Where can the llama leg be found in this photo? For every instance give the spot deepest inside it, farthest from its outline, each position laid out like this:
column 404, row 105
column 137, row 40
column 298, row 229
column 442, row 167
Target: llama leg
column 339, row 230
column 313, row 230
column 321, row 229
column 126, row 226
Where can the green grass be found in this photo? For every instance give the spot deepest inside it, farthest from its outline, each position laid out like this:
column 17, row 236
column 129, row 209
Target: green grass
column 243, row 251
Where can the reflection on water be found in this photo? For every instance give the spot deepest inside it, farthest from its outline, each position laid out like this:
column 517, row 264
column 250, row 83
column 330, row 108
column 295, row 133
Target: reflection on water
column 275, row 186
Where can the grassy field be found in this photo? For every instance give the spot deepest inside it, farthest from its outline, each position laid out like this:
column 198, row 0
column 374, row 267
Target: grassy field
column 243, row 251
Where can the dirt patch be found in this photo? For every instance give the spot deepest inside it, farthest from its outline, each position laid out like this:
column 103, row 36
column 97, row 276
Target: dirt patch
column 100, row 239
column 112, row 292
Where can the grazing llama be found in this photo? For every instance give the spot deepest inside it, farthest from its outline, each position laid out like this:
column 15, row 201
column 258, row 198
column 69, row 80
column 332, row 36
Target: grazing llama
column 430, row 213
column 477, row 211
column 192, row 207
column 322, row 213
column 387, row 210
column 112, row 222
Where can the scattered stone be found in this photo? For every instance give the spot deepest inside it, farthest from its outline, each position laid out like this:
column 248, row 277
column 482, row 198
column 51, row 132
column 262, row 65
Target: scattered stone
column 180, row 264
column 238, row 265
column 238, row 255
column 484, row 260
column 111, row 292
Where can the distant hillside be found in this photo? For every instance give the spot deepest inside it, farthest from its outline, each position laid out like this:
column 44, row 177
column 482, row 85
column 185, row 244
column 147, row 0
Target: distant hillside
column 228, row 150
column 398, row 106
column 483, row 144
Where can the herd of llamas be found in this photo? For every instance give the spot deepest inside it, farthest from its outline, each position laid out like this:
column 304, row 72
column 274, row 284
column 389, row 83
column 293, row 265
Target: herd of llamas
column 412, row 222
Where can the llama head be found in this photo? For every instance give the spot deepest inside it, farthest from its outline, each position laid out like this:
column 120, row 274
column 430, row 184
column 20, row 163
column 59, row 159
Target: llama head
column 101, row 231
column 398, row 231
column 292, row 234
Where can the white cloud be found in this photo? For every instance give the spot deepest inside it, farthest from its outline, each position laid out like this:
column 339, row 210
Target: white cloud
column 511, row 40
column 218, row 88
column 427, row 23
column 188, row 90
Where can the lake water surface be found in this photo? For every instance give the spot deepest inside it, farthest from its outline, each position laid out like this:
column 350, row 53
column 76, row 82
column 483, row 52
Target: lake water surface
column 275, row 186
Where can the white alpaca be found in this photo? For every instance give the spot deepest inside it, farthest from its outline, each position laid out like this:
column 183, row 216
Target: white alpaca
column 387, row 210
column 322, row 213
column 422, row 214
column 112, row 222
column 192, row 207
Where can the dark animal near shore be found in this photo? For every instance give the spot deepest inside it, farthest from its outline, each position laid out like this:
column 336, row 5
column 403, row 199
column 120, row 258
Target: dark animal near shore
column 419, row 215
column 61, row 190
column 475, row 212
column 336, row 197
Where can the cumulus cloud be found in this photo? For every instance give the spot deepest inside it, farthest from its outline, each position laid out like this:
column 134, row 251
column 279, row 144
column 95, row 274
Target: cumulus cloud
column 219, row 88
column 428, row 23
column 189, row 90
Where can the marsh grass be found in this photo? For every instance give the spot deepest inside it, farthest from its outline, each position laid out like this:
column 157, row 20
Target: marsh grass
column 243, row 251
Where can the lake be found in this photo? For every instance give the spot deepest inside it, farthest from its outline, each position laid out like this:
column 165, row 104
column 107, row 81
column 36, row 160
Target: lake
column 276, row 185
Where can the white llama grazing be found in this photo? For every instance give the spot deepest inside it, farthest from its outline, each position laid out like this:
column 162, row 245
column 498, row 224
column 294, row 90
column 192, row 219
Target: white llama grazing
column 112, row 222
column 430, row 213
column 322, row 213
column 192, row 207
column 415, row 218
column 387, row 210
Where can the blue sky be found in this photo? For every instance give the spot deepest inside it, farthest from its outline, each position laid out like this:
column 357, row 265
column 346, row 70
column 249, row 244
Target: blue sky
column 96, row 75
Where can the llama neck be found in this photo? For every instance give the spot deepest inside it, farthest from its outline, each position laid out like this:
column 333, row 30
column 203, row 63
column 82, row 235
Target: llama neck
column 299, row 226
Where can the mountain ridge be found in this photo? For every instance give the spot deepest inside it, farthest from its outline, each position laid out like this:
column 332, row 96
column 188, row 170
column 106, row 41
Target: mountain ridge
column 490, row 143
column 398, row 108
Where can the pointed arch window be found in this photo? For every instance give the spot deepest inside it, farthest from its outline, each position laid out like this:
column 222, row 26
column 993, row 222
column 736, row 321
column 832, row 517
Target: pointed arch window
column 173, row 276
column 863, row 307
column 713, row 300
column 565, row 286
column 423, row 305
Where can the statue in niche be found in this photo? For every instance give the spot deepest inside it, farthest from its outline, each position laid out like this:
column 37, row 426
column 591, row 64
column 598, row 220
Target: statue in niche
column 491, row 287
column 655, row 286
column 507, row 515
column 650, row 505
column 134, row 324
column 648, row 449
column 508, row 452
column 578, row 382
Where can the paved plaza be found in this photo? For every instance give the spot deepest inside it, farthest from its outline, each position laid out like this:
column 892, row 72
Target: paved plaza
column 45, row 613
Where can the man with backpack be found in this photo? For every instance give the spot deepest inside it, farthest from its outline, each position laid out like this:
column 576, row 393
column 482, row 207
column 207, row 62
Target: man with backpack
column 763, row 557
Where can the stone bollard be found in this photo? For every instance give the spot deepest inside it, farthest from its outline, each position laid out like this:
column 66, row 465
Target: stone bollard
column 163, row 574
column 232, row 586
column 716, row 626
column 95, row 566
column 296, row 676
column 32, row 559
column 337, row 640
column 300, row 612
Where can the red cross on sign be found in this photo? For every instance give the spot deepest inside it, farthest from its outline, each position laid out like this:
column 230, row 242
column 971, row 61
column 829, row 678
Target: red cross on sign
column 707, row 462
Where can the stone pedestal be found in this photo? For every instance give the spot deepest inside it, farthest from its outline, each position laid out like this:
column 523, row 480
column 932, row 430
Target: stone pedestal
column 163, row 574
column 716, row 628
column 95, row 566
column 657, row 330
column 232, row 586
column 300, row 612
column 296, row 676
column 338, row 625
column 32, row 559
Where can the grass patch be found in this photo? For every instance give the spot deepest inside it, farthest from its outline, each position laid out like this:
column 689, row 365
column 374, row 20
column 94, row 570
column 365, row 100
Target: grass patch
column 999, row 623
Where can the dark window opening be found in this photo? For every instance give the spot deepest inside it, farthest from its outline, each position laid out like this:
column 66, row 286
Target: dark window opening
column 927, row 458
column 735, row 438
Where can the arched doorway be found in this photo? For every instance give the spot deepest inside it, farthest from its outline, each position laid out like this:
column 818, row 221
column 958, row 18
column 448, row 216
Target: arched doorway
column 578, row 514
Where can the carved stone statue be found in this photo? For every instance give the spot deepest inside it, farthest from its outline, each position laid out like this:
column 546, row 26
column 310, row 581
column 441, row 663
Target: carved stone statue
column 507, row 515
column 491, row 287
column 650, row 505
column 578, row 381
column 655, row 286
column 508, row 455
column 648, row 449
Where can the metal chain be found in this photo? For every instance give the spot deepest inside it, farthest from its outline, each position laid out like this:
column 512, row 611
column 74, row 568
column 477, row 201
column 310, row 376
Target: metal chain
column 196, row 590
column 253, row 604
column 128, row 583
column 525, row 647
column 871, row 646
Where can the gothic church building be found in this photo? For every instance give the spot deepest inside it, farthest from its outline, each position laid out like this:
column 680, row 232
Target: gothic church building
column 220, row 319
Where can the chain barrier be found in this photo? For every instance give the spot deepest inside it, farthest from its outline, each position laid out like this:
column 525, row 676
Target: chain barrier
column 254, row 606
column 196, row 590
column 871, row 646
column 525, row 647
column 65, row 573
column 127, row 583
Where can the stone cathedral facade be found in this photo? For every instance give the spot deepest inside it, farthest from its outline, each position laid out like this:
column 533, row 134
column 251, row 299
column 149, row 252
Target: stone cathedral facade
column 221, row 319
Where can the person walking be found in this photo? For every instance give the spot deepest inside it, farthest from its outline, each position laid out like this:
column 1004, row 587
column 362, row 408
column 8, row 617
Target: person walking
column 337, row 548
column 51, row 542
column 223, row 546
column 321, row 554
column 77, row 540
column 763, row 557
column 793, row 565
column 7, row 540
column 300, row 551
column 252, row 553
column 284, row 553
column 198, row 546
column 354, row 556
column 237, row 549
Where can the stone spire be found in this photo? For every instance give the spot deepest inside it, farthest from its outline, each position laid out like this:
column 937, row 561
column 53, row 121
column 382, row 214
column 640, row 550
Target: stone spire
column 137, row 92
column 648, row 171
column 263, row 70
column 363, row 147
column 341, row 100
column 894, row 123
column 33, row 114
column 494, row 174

════════════════

Task brief: Please print, exactly and with nothing else, the lines from the first line of the entries through the line containing "Where can the reflection".

Finished exercise:
Where can the llama leg be found in this photo? For every instance give the spot deepest inside it, farthest from its outline, each position laid out like this:
column 404, row 105
column 137, row 40
column 298, row 229
column 442, row 167
Target: llama leg
column 339, row 230
column 313, row 230
column 321, row 229
column 126, row 226
Where can the green grass be found in this photo? For every instance give the spot deepest inside it, farthest from its outline, each position laid out like this:
column 17, row 236
column 129, row 209
Target: green grass
column 243, row 251
Where can the reflection on water be found in this photo? For every instance give the spot deepest inside it, farthest from its outline, each position laid out like this:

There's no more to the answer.